Stated problem:
Render all of the lines below as a JSON list of strings, with one string per line and any blank lines skipped. Leave the pictures out of your answer.

##### Data to process #####

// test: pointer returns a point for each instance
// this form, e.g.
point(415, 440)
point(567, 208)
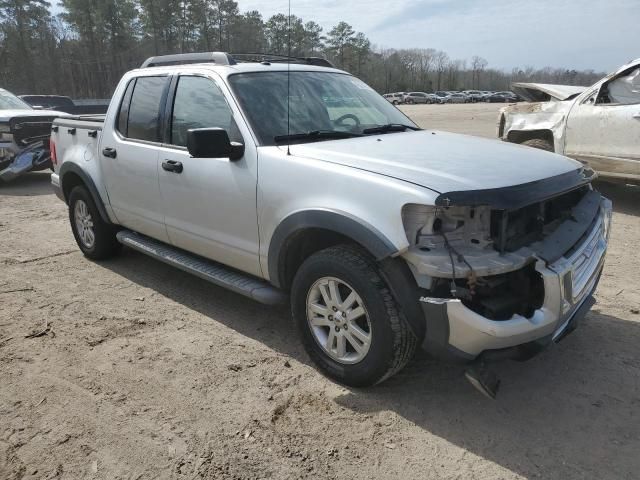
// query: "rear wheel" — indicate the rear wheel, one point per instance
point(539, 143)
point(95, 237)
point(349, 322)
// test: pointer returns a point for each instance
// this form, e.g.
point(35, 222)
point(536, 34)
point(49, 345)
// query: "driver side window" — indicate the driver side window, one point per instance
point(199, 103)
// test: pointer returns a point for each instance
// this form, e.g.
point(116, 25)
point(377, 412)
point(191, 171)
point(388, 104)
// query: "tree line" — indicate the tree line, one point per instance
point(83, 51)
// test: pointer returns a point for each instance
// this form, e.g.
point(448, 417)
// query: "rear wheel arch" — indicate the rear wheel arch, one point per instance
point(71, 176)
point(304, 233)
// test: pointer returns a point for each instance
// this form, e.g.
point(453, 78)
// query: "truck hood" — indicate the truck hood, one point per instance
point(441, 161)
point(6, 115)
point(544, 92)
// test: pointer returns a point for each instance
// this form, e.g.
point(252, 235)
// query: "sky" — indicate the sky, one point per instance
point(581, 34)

#####

Answer to the exercise:
[
  "// test: pointer returns a point for each instance",
  "// this form, e.g.",
  "point(415, 440)",
  "point(567, 208)",
  "// query: \"rear wheel\" — indicate the rear wheel, one point per instance",
  "point(539, 143)",
  "point(95, 237)",
  "point(349, 322)",
  "// test: pointer returns a point for each instance",
  "// this form, e.g.",
  "point(35, 222)",
  "point(536, 34)",
  "point(49, 345)",
  "// query: \"driver side window\" — indicate the driver side window, one point per instance",
  "point(199, 103)",
  "// test: pointer returns a point for each instance",
  "// this form, e.g.",
  "point(116, 25)",
  "point(377, 412)",
  "point(191, 171)",
  "point(388, 104)",
  "// query: \"tree line\" — indicate the tree line, one point per instance",
  "point(83, 51)",
  "// test: pointer returns a point for each instance",
  "// this form, e.g.",
  "point(448, 417)",
  "// query: \"rear wheel arch\" — indicate the rear wheel arch, one point per instance",
  "point(71, 176)",
  "point(304, 233)",
  "// test: pointer returns a point for each instance",
  "// this form, e.g.",
  "point(453, 78)",
  "// query: \"truck hood\" — indicate the truck hood, one point per instance",
  "point(441, 161)",
  "point(6, 115)",
  "point(544, 92)",
  "// test: pointer returns a point for each instance",
  "// this form, e.g.",
  "point(252, 235)",
  "// query: \"sky\" — indicate the sky, one point per instance",
  "point(581, 34)"
]